* **EXERCISE OBJECTIVE**
Rewrite the items below as a Markdown table with two columns, Row and Line. Number the rows in order, put one line per row, and leave out blank lines.

* **INFORMATION SUPPLIED**
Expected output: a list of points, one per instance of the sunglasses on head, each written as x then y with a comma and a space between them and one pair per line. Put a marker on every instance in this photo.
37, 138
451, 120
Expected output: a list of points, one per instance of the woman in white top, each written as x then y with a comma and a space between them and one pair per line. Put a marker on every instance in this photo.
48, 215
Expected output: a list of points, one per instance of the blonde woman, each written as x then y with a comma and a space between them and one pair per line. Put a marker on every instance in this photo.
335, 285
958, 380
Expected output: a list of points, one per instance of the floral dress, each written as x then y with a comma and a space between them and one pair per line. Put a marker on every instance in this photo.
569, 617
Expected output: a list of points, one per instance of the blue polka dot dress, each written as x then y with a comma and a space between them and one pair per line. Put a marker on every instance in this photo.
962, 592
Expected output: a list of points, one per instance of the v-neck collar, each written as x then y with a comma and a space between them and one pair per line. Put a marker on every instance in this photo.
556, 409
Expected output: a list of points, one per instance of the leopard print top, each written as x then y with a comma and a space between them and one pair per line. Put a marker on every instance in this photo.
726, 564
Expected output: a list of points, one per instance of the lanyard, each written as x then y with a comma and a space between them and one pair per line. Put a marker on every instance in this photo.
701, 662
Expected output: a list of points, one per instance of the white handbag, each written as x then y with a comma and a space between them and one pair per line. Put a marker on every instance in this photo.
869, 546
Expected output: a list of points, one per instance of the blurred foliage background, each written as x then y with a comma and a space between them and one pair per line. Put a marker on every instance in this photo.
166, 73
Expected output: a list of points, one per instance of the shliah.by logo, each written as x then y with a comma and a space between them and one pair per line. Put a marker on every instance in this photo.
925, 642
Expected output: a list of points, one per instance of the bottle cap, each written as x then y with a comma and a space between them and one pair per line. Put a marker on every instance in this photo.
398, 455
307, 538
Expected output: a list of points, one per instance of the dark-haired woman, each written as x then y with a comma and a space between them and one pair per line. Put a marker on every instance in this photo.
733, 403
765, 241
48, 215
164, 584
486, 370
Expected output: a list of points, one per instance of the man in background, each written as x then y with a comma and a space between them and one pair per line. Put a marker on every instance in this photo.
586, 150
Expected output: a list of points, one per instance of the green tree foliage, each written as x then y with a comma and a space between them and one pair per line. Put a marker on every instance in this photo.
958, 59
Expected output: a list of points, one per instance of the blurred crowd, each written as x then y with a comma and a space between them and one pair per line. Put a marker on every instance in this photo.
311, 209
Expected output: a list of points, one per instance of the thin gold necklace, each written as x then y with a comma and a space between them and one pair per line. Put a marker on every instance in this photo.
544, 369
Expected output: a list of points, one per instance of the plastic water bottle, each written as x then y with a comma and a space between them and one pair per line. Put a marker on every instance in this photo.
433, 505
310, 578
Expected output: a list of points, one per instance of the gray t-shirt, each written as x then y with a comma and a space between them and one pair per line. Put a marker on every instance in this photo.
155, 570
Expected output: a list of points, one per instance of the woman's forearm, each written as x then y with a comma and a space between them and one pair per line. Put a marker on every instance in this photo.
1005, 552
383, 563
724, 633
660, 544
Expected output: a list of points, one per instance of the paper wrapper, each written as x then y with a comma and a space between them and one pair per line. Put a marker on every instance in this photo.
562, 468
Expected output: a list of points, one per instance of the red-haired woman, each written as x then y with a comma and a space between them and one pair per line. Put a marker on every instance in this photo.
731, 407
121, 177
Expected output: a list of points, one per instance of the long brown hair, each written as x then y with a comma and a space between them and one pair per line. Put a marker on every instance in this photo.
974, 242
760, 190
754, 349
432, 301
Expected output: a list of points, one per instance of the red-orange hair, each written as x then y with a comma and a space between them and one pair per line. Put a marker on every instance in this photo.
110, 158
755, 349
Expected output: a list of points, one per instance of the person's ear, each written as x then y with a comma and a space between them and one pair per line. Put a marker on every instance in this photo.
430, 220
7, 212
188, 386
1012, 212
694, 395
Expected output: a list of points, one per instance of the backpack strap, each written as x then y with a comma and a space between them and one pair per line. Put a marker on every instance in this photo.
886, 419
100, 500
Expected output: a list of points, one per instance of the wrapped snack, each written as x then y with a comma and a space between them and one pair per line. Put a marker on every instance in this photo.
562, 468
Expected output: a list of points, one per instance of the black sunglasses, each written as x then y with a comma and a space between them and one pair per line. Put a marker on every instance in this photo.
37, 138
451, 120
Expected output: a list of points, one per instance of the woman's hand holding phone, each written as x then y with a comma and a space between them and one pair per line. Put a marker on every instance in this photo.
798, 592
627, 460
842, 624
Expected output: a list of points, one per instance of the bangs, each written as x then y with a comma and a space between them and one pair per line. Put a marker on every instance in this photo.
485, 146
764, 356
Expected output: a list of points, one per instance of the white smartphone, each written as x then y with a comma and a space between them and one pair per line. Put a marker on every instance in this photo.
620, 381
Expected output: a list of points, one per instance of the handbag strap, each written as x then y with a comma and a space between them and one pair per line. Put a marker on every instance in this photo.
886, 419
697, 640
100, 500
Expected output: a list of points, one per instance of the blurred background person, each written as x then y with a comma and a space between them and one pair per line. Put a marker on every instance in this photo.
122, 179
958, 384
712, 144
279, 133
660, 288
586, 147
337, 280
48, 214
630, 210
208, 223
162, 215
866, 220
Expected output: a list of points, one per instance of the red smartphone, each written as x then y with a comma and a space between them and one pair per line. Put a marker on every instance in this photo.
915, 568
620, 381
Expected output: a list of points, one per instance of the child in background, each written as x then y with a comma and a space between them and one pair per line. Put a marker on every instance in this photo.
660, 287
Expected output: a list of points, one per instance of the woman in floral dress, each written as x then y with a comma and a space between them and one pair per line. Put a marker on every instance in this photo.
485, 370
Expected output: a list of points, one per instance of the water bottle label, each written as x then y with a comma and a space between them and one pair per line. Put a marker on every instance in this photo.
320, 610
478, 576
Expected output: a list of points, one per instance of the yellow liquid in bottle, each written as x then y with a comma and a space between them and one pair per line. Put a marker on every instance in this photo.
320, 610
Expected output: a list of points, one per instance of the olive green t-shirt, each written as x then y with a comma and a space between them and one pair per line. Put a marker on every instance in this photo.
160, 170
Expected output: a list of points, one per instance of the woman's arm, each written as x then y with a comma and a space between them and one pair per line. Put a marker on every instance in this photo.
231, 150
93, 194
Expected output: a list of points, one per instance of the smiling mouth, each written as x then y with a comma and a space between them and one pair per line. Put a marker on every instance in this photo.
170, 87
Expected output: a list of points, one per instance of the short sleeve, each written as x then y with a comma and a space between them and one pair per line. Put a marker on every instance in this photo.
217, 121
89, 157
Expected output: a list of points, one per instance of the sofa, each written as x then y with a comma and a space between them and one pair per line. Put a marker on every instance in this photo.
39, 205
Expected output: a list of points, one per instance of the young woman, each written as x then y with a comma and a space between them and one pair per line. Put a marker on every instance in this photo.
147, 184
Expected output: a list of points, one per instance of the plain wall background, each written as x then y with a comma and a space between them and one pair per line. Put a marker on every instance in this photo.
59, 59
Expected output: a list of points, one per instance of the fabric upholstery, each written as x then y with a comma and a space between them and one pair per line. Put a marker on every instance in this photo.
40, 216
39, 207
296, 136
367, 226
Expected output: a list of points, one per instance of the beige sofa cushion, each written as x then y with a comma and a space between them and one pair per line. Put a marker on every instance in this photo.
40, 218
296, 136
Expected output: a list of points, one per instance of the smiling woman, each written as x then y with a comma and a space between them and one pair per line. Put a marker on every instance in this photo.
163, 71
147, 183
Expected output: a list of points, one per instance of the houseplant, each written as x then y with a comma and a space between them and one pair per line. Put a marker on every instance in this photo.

* **RESULT FOR THIS TASK**
| Row | Line |
|---|---|
| 1 | Expected output: a list of points, one per instance of the sunglasses on head, each written as x then y with a comma and a space between them and one pair per line. Put a marker on every instance in this photo. |
| 2 | 37, 138 |
| 3 | 451, 120 |
| 4 | Expected output: a list of points, one per instance of the woman in white top, each written as x then y with a comma and a space between them and one pair per line. Put a marker on every instance in this photo. |
| 5 | 48, 215 |
| 6 | Expected output: a list of points, one per instance of the blonde woman, each written as x then y with a comma and a space between them and one pair per line. Put a marker on every instance in this photo. |
| 7 | 335, 285 |
| 8 | 958, 380 |
| 9 | Expected output: a list of points, one per instance of the floral dress, each written as x then y with a comma and a space between them and one pair per line. Put a marker on every instance in this photo. |
| 10 | 569, 617 |
| 11 | Expected output: a list of points, one per instance of the blue polka dot dress, each written as x then y with a comma and a space between them and one pair per line. Put a marker on every instance in this photo. |
| 12 | 962, 592 |
| 13 | Expected output: a list of points, one per instance of the v-neck collar, each written as x then y with a comma and a space between them and one pair per line. Put a marker on every instance in this photo. |
| 14 | 556, 409 |
| 15 | Expected output: a list of points, one per instance of the leopard print top, each written as x then y with a comma and a space between them and one pair per line. Put a marker on every instance in this photo. |
| 16 | 726, 564 |
| 17 | Expected output: a list of points, one per instance of the lanyard, each written as x then y with a comma and a space between them and one pair per line. Put a marker on every instance in this photo. |
| 18 | 701, 662 |
| 19 | Expected output: a list of points, one per instance of the white handbag, each written as x then y with a comma and a space between them and one pair per line. Put a marker on every instance in this photo. |
| 20 | 869, 546 |
| 21 | Expected output: a list of points, one per instance of the blurred foliage background, each written as x then y with a comma and a space between them and one pair per line. Put a marker on every instance in this photo. |
| 22 | 166, 73 |
| 23 | Expected output: a list of points, one per instance of the shliah.by logo, each written as x then y with a comma and a space between them and one pair per line. Put a marker on every instance in this photo. |
| 24 | 925, 642 |
| 25 | Expected output: a list of points, one per instance of the bottle cap, each written as x then y with a comma and a space between them and one pair per line. Put a marker on every instance in this photo. |
| 26 | 398, 455 |
| 27 | 307, 538 |
| 28 | Expected output: a list of points, one per instance of the dark-haired woman, each written as x then y with a comma and a space between them and one pair per line. Put a marker on every instance in this photo. |
| 29 | 733, 403 |
| 30 | 765, 241 |
| 31 | 48, 215 |
| 32 | 164, 584 |
| 33 | 486, 370 |
| 34 | Expected output: a list of points, one per instance of the man in background, each written as x then y with a comma and a space between them and one pair per line. Put a marker on every instance in this photo. |
| 35 | 586, 150 |
| 36 | Expected output: a list of points, one per instance of the green tree foliage, each written as x then y with a comma and a space between them and one pair per line. Put a marker on every instance in this photo. |
| 37 | 958, 59 |
| 38 | Expected output: a list of points, one per instance of the blurred crowd, each written as x then y with a comma and a space between them and one pair per line. Put a marker on every instance in this photo. |
| 39 | 311, 209 |
| 40 | Expected output: a list of points, one per instance of the thin gold necklace, each written as x then y with a comma and a space between them and one pair per line. Put a marker on every instance in this photo. |
| 41 | 544, 369 |
| 42 | Expected output: a list of points, one per instance of the plastic water bottle, each written as x then y with a comma and a space between them and one pair per line. Put a marker on every instance in this photo. |
| 43 | 433, 505 |
| 44 | 310, 578 |
| 45 | Expected output: a list of points, one per instance of the gray t-shirt, each written as x then y with a comma and a space between them and one pair per line. Put a marker on every instance in this photo. |
| 46 | 155, 570 |
| 47 | Expected output: a list of points, one per instance of the woman's forearm, each written as x then y with a comma and a space between them and one pair per line. Put a marker on every instance in this photo. |
| 48 | 1005, 552 |
| 49 | 383, 563 |
| 50 | 724, 633 |
| 51 | 660, 544 |
| 52 | Expected output: a list of points, one per instance of the paper wrapper, each written as x then y with a comma and a space between them and one pair per line. Put a marker on every instance in this photo. |
| 53 | 562, 468 |
| 54 | Expected output: a list of points, one per instance of the red-haired woman, each written as x then y with a comma and a space between them and one pair per line. Put a marker on every instance in this photo. |
| 55 | 731, 407 |
| 56 | 121, 177 |
| 57 | Expected output: a list of points, one per instance of the long brown hair, each written as x then y with a comma and a space between them and one pair per line. Put a marker on every instance in this photo. |
| 58 | 974, 242 |
| 59 | 760, 190 |
| 60 | 754, 349 |
| 61 | 432, 301 |
| 62 | Expected output: a list of points, one per instance of the red-orange hair, each written as x then y with a comma and a space between them and one pair per line. Put a marker on every instance in this photo. |
| 63 | 110, 158 |
| 64 | 755, 349 |
| 65 | Expected output: a list of points, one per instance of the person's ear, each written as x then y with a comma and a space between them and one pair per line. Put a marker on every instance in this photo. |
| 66 | 430, 220 |
| 67 | 7, 212 |
| 68 | 188, 386 |
| 69 | 1012, 212 |
| 70 | 694, 395 |
| 71 | Expected output: a list of points, one per instance of the backpack strap, each written as x then y with a comma and a space between them and one pair per line. Put a marker on every instance in this photo. |
| 72 | 886, 419 |
| 73 | 100, 500 |
| 74 | Expected output: a list of points, one per instance of the wrapped snack, each written as x then y with a comma and a space between them and one pair per line. Put a marker on every instance in this photo. |
| 75 | 562, 468 |
| 76 | Expected output: a list of points, one per instance of the black sunglasses, each written as x then y with a comma and a space between them and one pair per line. Put a marker on every instance in this photo. |
| 77 | 37, 138 |
| 78 | 451, 120 |
| 79 | Expected output: a list of points, one per instance of the woman's hand holding phone, each written as x then y with a comma and a space between them and one pair per line. Put a marker on every instance in this photo. |
| 80 | 798, 592 |
| 81 | 627, 460 |
| 82 | 842, 624 |
| 83 | Expected output: a list of points, one per instance of the bangs, each written as x then y with a comma and a space between them and one pair per line. Put a marker on every instance in this photo. |
| 84 | 485, 146 |
| 85 | 764, 356 |
| 86 | Expected output: a list of points, one per instance of the white smartphone, each written as x then y with a comma and a space between them and one pair per line. Put a marker on every instance in this photo. |
| 87 | 620, 381 |
| 88 | Expected output: a list of points, one per instance of the handbag strap, each written as x then y with a comma and a space between them and one pair per line. Put a marker on every instance in this photo. |
| 89 | 886, 419 |
| 90 | 697, 640 |
| 91 | 100, 500 |
| 92 | Expected output: a list of points, one per instance of the blurred background person, each written as x then y with a comma and a space between them and one pair per line. Put a marker on every instance in this photo. |
| 93 | 122, 179 |
| 94 | 958, 384 |
| 95 | 712, 144 |
| 96 | 279, 133 |
| 97 | 660, 288 |
| 98 | 586, 147 |
| 99 | 337, 280 |
| 100 | 48, 214 |
| 101 | 630, 210 |
| 102 | 208, 223 |
| 103 | 162, 215 |
| 104 | 866, 220 |
| 105 | Expected output: a list of points, one per instance of the red smartphone, each written as x then y with a comma and a space between them and one pair per line. Put a marker on every instance in this photo. |
| 106 | 915, 568 |
| 107 | 620, 381 |
| 108 | Expected output: a list of points, one per instance of the child in background, each written as x then y with a comma and a space between them and one pair per line. Put a marker on every instance in this photo. |
| 109 | 660, 287 |
| 110 | Expected output: a list of points, one per instance of the woman in floral dress, each written as x then y with a comma and a space between them and one pair per line. Put a marker on every instance in this photo. |
| 111 | 485, 370 |
| 112 | Expected output: a list of points, one per instance of the water bottle label, each written as x then y with a comma and a space between them and one pair per line. Put a marker on every instance in this photo. |
| 113 | 320, 610 |
| 114 | 478, 576 |
| 115 | Expected output: a list of points, one per instance of the yellow liquid in bottle, each written as x then y with a comma and a space between them and one pair per line. Put a marker on every instance in this photo. |
| 116 | 320, 610 |
| 117 | Expected output: a list of points, one per instance of the olive green t-shirt, each written as x then y with a comma and a space between them and one pair per line. Put a marker on every instance in this photo. |
| 118 | 160, 170 |
| 119 | Expected output: a list of points, one per instance of the woman's arm, each written as x then y with a comma and a space between them and one pair per line. Put a marker on every instance in this photo. |
| 120 | 231, 150 |
| 121 | 93, 194 |
| 122 | Expected output: a list of points, one per instance of the smiling mouth, each written as x then y with a comma and a space between them and one pair per line. Put a marker on every instance in this photo. |
| 123 | 170, 87 |
| 124 | Expected output: a list of points, one per instance of the short sleeve, each written as x then y with a comma and a space between them and one pair per line. Put a marker on every instance in this photo. |
| 125 | 217, 121 |
| 126 | 89, 157 |
| 127 | Expected output: a list of points, one per instance of the sofa, each written as x then y with a comma and a space between them and one pair per line. Put a marker on every instance in this photo. |
| 128 | 39, 205 |
| 129 | Expected output: a list of points, one per instance of the young woman, each written as x then y with a comma and a space between them and one pair per line. Put a marker on every instance in this photo. |
| 130 | 147, 184 |
| 131 | Expected output: a list of points, one per instance of the plain wall background, each written as x then y with a comma and a space between them and one pair per line. Put a marker on every instance in this photo. |
| 132 | 59, 59 |
| 133 | Expected output: a list of points, one per instance of the fabric upholstery, each written as x then y with a comma and a space between them and one pair per line. Put a marker on every instance in this photo. |
| 134 | 40, 216 |
| 135 | 39, 207 |
| 136 | 296, 136 |
| 137 | 367, 226 |
| 138 | Expected output: a list of points, one per instance of the beige sofa cushion, each written as x then y with a comma and a space between them and one pair per line. Put a marker on every instance in this photo. |
| 139 | 40, 218 |
| 140 | 296, 136 |
| 141 | Expected output: a list of points, one per instance of the smiling woman, each written as x then y with a comma and a space between them and one pair per line. Put a marker on every instance in this photo. |
| 142 | 163, 71 |
| 143 | 147, 183 |
| 144 | Expected output: a list of points, one per instance of the houseplant, each written as x then y with a comma and a space between them and one pair per line. Put a marker on every instance in this photo. |